__Task description__:
Write out an exact copy of the line with "# place a dot on each instance of the prairie" and of each line after it, through the end of the records below.

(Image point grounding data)

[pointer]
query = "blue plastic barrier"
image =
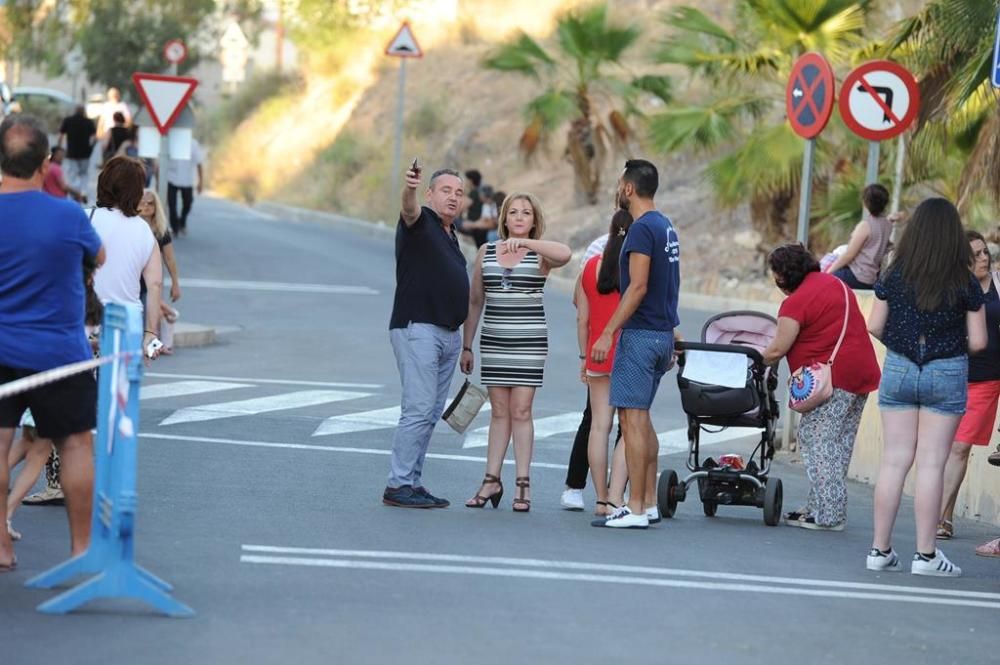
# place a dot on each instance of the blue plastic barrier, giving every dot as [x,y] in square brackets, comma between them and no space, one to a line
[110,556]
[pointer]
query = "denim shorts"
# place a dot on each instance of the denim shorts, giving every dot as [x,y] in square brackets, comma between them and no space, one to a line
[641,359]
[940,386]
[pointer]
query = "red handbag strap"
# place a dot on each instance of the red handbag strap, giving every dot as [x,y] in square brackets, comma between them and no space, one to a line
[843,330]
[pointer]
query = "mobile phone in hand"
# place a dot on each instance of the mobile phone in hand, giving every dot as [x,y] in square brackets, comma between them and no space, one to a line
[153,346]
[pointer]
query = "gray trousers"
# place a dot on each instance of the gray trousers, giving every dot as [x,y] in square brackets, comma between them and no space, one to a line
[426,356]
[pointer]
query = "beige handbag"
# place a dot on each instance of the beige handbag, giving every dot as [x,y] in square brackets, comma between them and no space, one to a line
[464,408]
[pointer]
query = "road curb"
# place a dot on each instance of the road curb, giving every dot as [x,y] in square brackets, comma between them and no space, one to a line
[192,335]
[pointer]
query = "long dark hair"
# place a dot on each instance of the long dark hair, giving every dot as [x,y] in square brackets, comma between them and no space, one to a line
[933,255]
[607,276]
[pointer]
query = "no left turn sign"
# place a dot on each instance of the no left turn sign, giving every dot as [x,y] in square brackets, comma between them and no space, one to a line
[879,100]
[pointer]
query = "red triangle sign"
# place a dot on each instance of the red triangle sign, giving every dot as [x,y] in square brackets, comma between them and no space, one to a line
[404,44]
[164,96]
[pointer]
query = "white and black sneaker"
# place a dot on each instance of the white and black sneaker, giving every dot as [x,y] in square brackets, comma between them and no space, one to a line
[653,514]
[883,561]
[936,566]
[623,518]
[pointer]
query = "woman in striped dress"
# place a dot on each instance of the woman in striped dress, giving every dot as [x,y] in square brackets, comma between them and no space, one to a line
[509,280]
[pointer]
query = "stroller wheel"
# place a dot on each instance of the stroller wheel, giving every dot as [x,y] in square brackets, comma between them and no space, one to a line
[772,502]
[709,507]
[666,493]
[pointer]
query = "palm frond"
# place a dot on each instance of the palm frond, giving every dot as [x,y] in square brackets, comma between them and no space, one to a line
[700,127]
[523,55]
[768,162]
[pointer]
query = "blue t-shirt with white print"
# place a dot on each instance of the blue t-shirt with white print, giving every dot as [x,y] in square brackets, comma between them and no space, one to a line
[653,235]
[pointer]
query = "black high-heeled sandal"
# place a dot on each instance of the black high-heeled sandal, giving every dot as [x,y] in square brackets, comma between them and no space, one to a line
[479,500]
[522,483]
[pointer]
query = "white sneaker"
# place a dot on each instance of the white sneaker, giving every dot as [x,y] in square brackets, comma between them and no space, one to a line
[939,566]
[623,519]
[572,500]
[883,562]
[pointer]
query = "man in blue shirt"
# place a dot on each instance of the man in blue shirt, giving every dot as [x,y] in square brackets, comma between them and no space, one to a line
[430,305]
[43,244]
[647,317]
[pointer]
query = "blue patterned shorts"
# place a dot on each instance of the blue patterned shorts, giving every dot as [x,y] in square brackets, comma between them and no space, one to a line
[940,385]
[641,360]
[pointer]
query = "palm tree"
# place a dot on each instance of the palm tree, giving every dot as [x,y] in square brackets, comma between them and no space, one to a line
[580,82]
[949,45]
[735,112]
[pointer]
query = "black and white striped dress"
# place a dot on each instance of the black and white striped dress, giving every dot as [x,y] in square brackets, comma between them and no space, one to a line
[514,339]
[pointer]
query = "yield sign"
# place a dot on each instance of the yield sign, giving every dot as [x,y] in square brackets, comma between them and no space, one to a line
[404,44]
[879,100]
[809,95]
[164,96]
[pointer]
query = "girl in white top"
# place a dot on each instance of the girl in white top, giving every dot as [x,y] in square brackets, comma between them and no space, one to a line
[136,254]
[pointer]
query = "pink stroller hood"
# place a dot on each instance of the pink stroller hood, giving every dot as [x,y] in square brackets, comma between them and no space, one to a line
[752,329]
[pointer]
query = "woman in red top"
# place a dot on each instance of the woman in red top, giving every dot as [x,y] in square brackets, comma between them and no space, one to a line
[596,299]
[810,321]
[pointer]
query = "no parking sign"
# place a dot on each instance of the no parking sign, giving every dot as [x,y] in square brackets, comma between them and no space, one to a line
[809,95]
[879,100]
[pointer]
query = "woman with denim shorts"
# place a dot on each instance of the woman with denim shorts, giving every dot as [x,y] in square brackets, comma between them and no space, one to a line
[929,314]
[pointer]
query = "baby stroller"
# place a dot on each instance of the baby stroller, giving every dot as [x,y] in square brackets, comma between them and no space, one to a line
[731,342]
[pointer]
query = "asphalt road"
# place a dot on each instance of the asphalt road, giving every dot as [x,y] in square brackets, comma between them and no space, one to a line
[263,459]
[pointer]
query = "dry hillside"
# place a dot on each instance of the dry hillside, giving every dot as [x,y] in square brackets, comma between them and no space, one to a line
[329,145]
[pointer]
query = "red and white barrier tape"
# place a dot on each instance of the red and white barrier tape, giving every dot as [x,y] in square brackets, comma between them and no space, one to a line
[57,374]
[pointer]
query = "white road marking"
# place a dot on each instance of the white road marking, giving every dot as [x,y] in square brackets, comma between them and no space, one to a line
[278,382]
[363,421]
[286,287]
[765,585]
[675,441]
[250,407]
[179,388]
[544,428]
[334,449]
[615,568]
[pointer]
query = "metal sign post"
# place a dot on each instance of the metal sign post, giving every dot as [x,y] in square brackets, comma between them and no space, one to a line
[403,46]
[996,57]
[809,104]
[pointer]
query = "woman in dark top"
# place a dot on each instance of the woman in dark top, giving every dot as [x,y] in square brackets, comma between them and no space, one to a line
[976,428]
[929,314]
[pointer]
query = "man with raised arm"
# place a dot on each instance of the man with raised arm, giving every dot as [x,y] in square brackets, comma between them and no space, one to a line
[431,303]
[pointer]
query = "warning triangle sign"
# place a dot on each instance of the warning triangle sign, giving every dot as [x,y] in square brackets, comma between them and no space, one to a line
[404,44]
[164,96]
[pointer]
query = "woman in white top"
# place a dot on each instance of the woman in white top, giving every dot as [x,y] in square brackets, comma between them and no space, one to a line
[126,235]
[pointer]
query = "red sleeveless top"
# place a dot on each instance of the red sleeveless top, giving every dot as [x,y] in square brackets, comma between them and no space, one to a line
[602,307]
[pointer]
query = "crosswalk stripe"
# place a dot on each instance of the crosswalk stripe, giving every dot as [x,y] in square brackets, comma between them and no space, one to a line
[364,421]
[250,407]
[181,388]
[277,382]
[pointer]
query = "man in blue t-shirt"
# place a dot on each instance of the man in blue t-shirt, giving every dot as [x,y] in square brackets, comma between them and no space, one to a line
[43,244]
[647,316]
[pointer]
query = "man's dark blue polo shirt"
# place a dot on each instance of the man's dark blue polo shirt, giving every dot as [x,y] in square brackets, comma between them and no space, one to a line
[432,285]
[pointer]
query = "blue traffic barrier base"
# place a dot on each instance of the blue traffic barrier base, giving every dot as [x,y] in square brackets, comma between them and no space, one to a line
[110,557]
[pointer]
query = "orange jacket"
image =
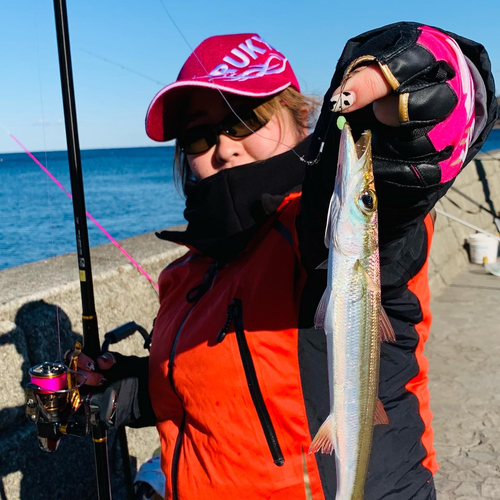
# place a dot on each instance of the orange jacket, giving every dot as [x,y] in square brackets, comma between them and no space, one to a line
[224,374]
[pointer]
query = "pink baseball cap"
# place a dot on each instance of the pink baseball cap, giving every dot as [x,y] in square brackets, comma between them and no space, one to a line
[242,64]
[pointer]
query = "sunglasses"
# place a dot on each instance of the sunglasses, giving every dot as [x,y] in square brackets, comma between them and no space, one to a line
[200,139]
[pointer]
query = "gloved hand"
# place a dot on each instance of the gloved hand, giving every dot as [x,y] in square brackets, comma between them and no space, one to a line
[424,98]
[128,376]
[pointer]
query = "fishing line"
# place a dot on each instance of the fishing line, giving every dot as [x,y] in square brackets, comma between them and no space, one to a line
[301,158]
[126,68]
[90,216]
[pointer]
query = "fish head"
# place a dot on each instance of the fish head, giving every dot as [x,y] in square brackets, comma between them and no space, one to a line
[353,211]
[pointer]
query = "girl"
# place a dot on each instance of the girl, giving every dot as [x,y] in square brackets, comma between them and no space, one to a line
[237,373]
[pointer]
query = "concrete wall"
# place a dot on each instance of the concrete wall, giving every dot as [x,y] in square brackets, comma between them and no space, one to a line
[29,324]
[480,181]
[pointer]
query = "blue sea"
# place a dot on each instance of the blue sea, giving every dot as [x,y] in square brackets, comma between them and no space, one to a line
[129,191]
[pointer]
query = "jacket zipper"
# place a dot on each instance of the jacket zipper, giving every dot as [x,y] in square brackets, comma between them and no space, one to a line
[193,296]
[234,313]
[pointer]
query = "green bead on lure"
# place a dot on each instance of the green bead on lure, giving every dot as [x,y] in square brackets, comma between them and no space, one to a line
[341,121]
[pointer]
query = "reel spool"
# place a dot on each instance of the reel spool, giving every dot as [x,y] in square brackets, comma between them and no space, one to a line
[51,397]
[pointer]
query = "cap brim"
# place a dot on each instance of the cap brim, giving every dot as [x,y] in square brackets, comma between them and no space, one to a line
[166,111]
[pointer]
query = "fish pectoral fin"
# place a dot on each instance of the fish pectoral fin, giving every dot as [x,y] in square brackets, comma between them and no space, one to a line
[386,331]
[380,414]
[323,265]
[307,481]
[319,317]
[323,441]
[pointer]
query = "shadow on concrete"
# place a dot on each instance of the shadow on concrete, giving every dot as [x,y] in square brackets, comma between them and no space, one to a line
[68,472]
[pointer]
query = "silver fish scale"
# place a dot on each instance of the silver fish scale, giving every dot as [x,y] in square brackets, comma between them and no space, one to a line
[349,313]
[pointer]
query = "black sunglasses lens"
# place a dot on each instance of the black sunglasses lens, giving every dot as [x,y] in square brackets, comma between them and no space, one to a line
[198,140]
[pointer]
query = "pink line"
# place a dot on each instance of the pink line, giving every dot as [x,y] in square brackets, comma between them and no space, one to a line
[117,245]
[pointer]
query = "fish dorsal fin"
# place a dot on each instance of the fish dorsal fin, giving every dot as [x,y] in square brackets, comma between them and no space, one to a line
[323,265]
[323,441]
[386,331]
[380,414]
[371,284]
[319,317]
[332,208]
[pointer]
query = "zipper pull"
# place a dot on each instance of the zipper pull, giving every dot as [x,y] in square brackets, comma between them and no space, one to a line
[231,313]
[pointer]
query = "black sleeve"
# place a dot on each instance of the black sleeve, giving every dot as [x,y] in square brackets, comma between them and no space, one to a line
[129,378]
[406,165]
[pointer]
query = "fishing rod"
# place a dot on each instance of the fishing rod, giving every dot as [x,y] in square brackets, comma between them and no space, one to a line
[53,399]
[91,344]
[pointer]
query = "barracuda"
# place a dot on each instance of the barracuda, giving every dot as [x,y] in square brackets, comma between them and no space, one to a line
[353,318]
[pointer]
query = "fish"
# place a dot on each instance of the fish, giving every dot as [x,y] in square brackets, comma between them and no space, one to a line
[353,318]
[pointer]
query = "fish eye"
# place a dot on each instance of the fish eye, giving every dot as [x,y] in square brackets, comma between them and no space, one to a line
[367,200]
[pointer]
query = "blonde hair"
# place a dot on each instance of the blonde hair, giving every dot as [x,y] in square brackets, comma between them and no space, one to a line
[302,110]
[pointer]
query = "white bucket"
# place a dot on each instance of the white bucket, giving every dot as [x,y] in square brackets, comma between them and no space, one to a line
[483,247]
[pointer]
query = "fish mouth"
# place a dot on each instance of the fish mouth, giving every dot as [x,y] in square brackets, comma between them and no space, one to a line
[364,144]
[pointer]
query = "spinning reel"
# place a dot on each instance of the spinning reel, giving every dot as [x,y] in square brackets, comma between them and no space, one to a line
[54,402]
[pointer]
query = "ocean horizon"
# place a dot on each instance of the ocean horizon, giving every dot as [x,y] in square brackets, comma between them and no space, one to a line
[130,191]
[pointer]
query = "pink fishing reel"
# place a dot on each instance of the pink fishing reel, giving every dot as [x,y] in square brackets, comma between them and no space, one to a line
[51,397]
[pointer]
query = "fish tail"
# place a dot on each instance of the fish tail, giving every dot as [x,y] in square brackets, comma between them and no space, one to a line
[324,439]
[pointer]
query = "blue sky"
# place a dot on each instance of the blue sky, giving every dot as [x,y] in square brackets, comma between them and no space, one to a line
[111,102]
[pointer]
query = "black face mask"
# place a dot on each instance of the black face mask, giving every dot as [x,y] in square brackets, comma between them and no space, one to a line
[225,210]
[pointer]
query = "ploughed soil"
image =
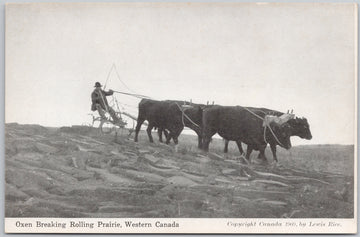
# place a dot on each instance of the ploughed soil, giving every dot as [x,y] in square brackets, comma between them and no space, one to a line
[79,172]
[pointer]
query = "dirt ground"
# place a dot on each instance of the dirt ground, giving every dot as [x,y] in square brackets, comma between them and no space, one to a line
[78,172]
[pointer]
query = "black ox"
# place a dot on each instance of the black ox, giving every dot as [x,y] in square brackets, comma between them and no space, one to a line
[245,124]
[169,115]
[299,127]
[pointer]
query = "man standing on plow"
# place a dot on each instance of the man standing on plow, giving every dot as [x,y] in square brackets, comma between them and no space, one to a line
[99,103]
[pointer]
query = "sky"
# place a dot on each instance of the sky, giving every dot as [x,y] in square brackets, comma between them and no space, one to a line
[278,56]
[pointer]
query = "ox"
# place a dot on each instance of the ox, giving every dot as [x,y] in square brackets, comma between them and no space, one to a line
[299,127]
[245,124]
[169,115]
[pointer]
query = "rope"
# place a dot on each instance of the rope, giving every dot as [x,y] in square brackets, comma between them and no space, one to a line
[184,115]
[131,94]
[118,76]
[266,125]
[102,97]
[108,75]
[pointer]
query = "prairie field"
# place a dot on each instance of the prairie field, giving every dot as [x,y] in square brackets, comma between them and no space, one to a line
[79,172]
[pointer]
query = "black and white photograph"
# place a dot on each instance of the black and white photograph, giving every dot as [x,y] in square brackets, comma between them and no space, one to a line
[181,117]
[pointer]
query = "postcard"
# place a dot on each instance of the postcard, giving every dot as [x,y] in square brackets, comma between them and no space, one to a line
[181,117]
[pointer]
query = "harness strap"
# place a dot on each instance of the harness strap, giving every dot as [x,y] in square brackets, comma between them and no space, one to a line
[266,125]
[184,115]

__Solution for this problem__:
# place a dot on each instance of the prairie field, giving every dot as [x,y] in square brackets, comma between them and no space, one to a line
[79,172]
[pointer]
query = "black and white photograph"
# place a dot on each instance of the black and white photograph, giving every dot as [x,y] in square brackets, comma between them and no space, one to a line
[181,117]
[pointer]
query = "postcard"
# place a dot on each instance of the postcard, giving every dot as [x,y] in square brackets, comma between them and no space, one to a line
[181,117]
[pointer]
query = "harness strap"
# place a dot on each instance of the harness strap, giving every dot as [x,y] in square brackets, comma between them and no space, one to a line
[266,125]
[184,115]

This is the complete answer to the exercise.